_Provided records_
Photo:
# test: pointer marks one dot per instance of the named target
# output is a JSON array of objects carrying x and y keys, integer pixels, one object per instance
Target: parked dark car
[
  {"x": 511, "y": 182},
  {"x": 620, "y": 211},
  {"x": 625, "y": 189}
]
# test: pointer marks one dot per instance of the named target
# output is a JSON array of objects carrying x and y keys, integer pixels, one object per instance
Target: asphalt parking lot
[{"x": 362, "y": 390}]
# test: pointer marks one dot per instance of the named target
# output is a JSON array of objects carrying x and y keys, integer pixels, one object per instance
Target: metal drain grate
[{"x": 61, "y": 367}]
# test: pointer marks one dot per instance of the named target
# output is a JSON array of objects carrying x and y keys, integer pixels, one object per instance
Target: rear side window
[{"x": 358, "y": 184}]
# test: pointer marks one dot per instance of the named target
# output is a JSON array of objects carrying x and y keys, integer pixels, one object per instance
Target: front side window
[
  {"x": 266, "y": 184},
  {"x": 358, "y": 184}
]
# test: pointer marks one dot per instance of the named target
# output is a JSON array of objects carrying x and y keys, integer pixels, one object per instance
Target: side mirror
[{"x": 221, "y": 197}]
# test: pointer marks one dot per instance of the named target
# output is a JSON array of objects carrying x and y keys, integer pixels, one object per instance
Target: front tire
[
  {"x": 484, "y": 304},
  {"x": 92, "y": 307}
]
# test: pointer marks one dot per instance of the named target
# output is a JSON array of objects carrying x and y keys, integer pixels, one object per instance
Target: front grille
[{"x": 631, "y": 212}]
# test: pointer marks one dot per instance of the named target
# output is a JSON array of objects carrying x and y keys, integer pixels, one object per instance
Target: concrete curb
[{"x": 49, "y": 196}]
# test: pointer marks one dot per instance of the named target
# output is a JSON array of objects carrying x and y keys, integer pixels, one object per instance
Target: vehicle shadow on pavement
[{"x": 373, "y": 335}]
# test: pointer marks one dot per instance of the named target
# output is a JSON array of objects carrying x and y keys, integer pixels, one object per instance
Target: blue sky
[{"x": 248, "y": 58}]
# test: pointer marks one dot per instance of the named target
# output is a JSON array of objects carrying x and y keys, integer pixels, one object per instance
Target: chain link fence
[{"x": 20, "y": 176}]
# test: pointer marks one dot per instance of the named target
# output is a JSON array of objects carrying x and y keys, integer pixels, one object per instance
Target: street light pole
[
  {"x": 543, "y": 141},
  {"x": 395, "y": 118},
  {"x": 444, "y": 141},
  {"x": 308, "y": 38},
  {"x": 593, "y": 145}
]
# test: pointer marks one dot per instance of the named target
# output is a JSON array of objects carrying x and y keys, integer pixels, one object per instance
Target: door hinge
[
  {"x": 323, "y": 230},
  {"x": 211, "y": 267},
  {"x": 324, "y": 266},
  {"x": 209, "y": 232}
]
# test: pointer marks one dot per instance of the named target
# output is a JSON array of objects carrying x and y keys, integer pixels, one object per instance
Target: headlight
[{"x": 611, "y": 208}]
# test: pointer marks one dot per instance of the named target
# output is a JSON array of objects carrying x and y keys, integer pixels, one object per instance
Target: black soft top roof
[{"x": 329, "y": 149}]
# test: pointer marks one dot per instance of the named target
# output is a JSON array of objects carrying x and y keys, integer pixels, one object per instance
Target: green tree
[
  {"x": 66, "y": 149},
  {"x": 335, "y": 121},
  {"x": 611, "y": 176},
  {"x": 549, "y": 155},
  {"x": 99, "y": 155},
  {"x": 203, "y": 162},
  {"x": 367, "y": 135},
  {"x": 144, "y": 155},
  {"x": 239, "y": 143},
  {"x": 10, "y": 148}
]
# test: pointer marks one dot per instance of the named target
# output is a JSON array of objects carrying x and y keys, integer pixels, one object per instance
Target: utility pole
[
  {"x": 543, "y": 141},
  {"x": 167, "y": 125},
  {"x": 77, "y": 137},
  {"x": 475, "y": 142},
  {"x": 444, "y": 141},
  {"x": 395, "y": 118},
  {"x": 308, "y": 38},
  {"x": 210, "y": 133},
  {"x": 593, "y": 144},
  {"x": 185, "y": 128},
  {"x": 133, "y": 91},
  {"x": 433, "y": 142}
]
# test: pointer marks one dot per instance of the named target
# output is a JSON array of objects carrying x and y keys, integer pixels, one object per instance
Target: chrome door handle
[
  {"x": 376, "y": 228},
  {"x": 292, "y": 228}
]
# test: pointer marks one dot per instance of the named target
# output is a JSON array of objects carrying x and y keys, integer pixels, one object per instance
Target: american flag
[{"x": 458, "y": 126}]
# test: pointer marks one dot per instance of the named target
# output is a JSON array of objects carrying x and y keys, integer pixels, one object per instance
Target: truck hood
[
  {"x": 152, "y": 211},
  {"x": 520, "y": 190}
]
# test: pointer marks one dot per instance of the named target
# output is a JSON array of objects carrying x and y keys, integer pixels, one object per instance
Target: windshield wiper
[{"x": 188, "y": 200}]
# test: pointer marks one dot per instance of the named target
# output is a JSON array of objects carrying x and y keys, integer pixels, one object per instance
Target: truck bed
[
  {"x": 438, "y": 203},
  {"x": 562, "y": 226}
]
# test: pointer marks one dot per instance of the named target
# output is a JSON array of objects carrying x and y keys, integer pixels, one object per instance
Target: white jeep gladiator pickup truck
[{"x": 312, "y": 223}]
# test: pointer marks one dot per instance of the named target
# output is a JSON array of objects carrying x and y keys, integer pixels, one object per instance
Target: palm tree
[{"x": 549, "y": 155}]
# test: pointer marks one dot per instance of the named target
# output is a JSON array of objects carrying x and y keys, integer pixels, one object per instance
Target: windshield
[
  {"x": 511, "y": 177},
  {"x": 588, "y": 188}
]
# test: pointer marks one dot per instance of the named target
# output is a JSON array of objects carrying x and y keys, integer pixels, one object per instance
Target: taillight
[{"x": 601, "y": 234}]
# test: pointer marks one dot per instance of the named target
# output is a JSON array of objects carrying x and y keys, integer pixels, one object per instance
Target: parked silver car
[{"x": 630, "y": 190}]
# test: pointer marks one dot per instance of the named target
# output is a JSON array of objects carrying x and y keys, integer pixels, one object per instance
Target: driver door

_Exercise_
Your task is to reproduce the whole listing exactly.

_Result_
Photo:
# test: pointer marks one dot per instance of the named target
# output is a JSON array of objects carrying x and y keys, integer pixels, one object per instance
Target: parked dark car
[
  {"x": 511, "y": 182},
  {"x": 620, "y": 211},
  {"x": 625, "y": 189}
]
# test: pointer marks one dot per instance of the named target
# output is a JSON array of objects carrying x and y keys, integer pixels, one object per instance
Target: asphalt parking lot
[{"x": 362, "y": 390}]
# test: pointer marks one dot per instance of the named target
# output is a JSON array of objects carrying x and y keys, integer pixels, one object per instance
Target: metal drain grate
[{"x": 61, "y": 367}]
# test: pointer marks one dot per instance of the named target
# output is a JSON array of objects carrying x and y keys, integer pixels, one object per instance
Target: rear side window
[{"x": 358, "y": 184}]
# test: pointer marks one dot per instance of the named target
# output is a JSON array of objects carrying x and y keys, integer pixels, one object per instance
Target: front side window
[
  {"x": 266, "y": 184},
  {"x": 358, "y": 184}
]
# test: pointer marks one dot per instance of the named target
# output is a JSON array of objects carrying x and y keys, integer pixels, one object per instance
Target: side mirror
[{"x": 221, "y": 197}]
# test: pointer marks one dot per instance of the named target
# output is a JSON array of objects carrying x and y keys, integer pixels, one object per instance
Target: front tire
[
  {"x": 484, "y": 304},
  {"x": 92, "y": 307}
]
# test: pointer marks one dot per instance of the named target
# output is a JSON array of objects carrying x and y keys, integer pixels, one object per instance
Target: front grille
[{"x": 631, "y": 212}]
# test: pointer marks one dot per instance of the named target
# output is a JSON array of objects carrying x and y keys, integer pixels, one object per instance
Target: concrete curb
[{"x": 49, "y": 196}]
# test: pointer marks one dot per instance of the named target
# output is a JSON array of objects carrying x and y keys, integer pixels, one object per instance
Target: vehicle shadow on pavement
[{"x": 373, "y": 335}]
# test: pointer marks one dot per instance of the named target
# output is a JSON array of objects carrying x and y keys, integer pixels, one object per instance
Target: blue sky
[{"x": 248, "y": 58}]
# test: pointer marks one dot per instance of the named target
# output is a JSON array of objects carrying x and y keys, integer pixels, one object per instance
Target: chain link fence
[{"x": 20, "y": 176}]
# test: pointer marks one dot per instance of the named target
# output is a JSON array of objects carrying x and y keys, integer pixels, one object per instance
Target: street light pole
[
  {"x": 543, "y": 141},
  {"x": 395, "y": 118},
  {"x": 444, "y": 141},
  {"x": 308, "y": 38},
  {"x": 593, "y": 145}
]
# test: pointer marks one dot per instance of the named target
# output is a JSON array of objects carrying x and y keys, integer pixels, one object per instance
Target: door hinge
[
  {"x": 323, "y": 230},
  {"x": 211, "y": 267},
  {"x": 324, "y": 266},
  {"x": 209, "y": 232}
]
# test: pointer marks one dot per instance of the named target
# output is a JSON array of objects carrying x and y keys, integer pixels, one object per instance
Target: headlight
[{"x": 611, "y": 208}]
# test: pointer marks one dot per instance of the named target
# output is a JSON array of objects carrying x and y keys, integer pixels, one object per instance
Target: black soft top roof
[{"x": 329, "y": 149}]
# test: pointer marks one dot per instance of the named target
# output is a JSON array of objects carrying x and y keys, integer pixels, one object per instance
Target: green tree
[
  {"x": 66, "y": 149},
  {"x": 335, "y": 121},
  {"x": 611, "y": 176},
  {"x": 549, "y": 155},
  {"x": 99, "y": 155},
  {"x": 203, "y": 162},
  {"x": 367, "y": 135},
  {"x": 144, "y": 155},
  {"x": 239, "y": 143},
  {"x": 10, "y": 148}
]
# test: pointer marks one dot per instance of the named target
# output is a JSON array of objects carrying x and y keys, integer pixels, one object per instance
Target: utility pole
[
  {"x": 543, "y": 141},
  {"x": 167, "y": 125},
  {"x": 77, "y": 137},
  {"x": 475, "y": 142},
  {"x": 444, "y": 141},
  {"x": 395, "y": 118},
  {"x": 308, "y": 38},
  {"x": 210, "y": 133},
  {"x": 593, "y": 144},
  {"x": 185, "y": 128},
  {"x": 133, "y": 91},
  {"x": 433, "y": 142}
]
# test: pointer marks one dot per instance of the named target
# output is a JSON array of objects carrying x and y keys, integer pixels, one object per instance
Target: chrome door handle
[
  {"x": 376, "y": 228},
  {"x": 292, "y": 228}
]
# test: pointer marks one dot per instance of the named target
# output is a JSON array of objects carrying x and y keys, integer pixels, one object per instance
Target: american flag
[{"x": 458, "y": 126}]
# test: pointer marks one dot per instance of the named target
# output is a JSON array of objects carrying x and y keys, integer pixels, one object per instance
Target: truck hood
[
  {"x": 152, "y": 211},
  {"x": 520, "y": 190}
]
# test: pointer marks one dot per instance of the named target
# output is a JSON array of objects carrying x and y keys, integer pixels, one object per instance
Target: windshield wiper
[{"x": 188, "y": 200}]
# test: pointer marks one dot per instance of the named target
# output is a JSON array of objects carrying x and y keys, integer pixels, one object per instance
Target: truck bed
[
  {"x": 438, "y": 203},
  {"x": 562, "y": 226}
]
# test: pointer marks one dot per instance of the named target
# output is a JSON array of objects carrying x and y keys, integer pixels, one object per instance
Target: white jeep gladiator pickup truck
[{"x": 312, "y": 223}]
# test: pointer marks one dot per instance of the named target
# output is a JSON array of objects carrying x and y keys, integer pixels, one object per instance
Target: palm tree
[{"x": 549, "y": 155}]
# test: pointer marks one dot per instance of the named target
# output is a JSON array of objects carrying x and y keys, integer pixels, one object per instance
Target: windshield
[
  {"x": 511, "y": 177},
  {"x": 588, "y": 188}
]
# test: pointer marks one dot per instance of the named target
# output is a JSON array of objects carrying x and y keys, integer pixels, one object per instance
Target: taillight
[{"x": 601, "y": 234}]
# test: pointer marks one dot per instance of the named target
# output is a JSON array of objects carrying x and y keys, integer pixels, one object per instance
Target: parked silver car
[{"x": 630, "y": 190}]
# test: pointer marks one dot per instance of the named target
# output is a JSON array of objects carrying x and y keys, integer pixels, one object per instance
Target: driver door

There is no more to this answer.